=== Overzicht records ===

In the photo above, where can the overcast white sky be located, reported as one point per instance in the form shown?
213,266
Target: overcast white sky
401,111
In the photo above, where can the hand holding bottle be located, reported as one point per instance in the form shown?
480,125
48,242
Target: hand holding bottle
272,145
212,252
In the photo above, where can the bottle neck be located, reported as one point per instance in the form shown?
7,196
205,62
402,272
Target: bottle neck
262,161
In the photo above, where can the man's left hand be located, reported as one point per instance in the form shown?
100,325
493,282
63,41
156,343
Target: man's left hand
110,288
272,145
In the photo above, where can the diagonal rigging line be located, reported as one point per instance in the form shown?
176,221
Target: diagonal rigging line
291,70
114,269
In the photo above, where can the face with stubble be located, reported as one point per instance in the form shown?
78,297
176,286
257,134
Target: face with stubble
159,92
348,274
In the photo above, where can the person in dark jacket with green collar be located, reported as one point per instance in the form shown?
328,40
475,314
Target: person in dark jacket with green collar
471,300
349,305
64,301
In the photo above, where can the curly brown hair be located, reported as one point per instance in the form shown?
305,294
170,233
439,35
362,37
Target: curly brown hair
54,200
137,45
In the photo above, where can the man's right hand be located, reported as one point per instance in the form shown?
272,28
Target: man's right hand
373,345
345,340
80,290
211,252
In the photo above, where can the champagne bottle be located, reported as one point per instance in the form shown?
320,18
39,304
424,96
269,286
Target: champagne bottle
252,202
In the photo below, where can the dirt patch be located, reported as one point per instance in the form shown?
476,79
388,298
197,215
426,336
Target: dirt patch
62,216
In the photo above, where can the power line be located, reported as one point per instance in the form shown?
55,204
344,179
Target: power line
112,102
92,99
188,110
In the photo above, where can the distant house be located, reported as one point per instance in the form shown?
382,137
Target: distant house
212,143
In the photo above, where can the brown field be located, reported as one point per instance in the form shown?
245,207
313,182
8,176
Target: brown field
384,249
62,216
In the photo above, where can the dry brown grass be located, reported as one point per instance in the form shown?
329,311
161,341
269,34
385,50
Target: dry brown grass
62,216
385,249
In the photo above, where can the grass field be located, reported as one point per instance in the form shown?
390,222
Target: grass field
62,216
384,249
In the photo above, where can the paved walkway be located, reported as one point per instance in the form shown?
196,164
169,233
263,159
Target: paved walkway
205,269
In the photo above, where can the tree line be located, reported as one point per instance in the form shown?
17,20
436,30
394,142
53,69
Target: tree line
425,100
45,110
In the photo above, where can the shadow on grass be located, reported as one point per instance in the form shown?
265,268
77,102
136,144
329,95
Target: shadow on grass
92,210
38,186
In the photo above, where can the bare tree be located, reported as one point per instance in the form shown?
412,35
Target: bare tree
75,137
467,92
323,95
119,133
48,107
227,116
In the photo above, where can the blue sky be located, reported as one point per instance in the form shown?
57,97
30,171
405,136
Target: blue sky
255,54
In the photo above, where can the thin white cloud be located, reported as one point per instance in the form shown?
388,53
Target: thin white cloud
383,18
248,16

===

| Instructies |
Pas alle records hierboven aan door overal "Target" te vervangen door "Object". Laat de rest precies zoals het is.

| Uitgewerkt antwoord |
In the photo above, where can the overcast white sky be located, reported as one point per instance in the form shown?
213,266
Object: overcast white sky
401,111
In the photo above, where can the hand holding bottle be located, reported as one point per instance in the form shown?
480,125
48,242
Object: hand holding bottle
272,145
212,252
In the photo above, where can the bottle neck be located, reported as one point per instance in the form shown?
7,196
205,62
402,272
Object: bottle neck
262,161
In the photo above, where can the man's left hand be located, reported as one point per instance in the form shown?
100,325
493,282
63,41
156,343
Object: man's left hand
110,288
272,145
In the photo above, where can the diagonal rigging line be located, reported as one point per instance in the form shown?
176,221
Object: diagonal rigging line
291,70
114,269
In the photo above, where can the face with stubble be located, reported as one point per instance in the form shown?
78,297
176,286
257,134
Object: face with stubble
159,92
348,274
In the photo above, where can the person in dark jacket with green collar be located, reported as one point per instance in the form shown?
328,40
475,314
Object: person in dark jacket with green collar
471,300
349,305
64,301
In the photo above, where can the curly brown hair be located, reported as one point per instance in the form shown?
305,294
170,233
439,35
362,37
Object: curly brown hair
54,200
137,45
In the photo above, where can the man's right hand be located, reported as one point per instance in the form shown?
272,28
Object: man's right hand
373,345
345,340
80,290
211,252
In the photo above, where can the champagne bottle be located, reported as one point per instance in the form shown?
320,18
39,304
424,96
269,286
Object: champagne bottle
252,202
In the photo below, where can the dirt patch be located, reported as one point per instance in the form shown?
476,79
388,298
197,215
426,336
Object: dirt patch
62,216
In the photo above, where can the power line be located, reported as one point per instance in the form shown?
55,204
344,179
Object: power line
112,102
92,99
188,110
In the photo above, where can the distant house be located, reported as one point per instance in the form shown?
382,137
Object: distant house
212,143
In the photo above, where can the brown field be located, reported as one point per instance in the form shown?
245,207
313,182
8,176
Object: brown field
384,249
62,216
In the photo above, where can the dry brown grass be located, reported as one point per instance in the form shown?
329,311
161,341
269,34
385,50
Object: dry brown grass
62,216
385,249
In the photo above, where can the grass field be located, reported as one point per instance in the form shown?
390,222
Object: grass field
62,216
384,249
In the photo above, where can the paved walkway be located, reported as one point per instance in the form shown?
196,164
169,233
263,159
Object: paved walkway
205,269
In the photo above, where can the tree line be located, reported as one point per instance in the form shown?
17,20
436,30
394,142
53,69
Object: tree line
425,100
45,110
In the photo above, where can the shadow on grass be located, reported as one point per instance in the form shown?
265,268
77,102
136,144
329,95
Object: shadow on grass
92,210
38,186
In the photo above, where can the bare tree be located, reported as one point per instance in the form shown?
412,35
Object: bare tree
75,137
467,92
323,95
119,133
48,107
227,116
In the photo above, where can the blue sky be located, reported as one point per instance in the form shown?
57,97
30,171
405,136
Object: blue sky
255,54
In the photo above, where can the thin white cloud be located, reported as one point per instance in the form shown?
388,53
Object: thin white cloud
383,18
248,16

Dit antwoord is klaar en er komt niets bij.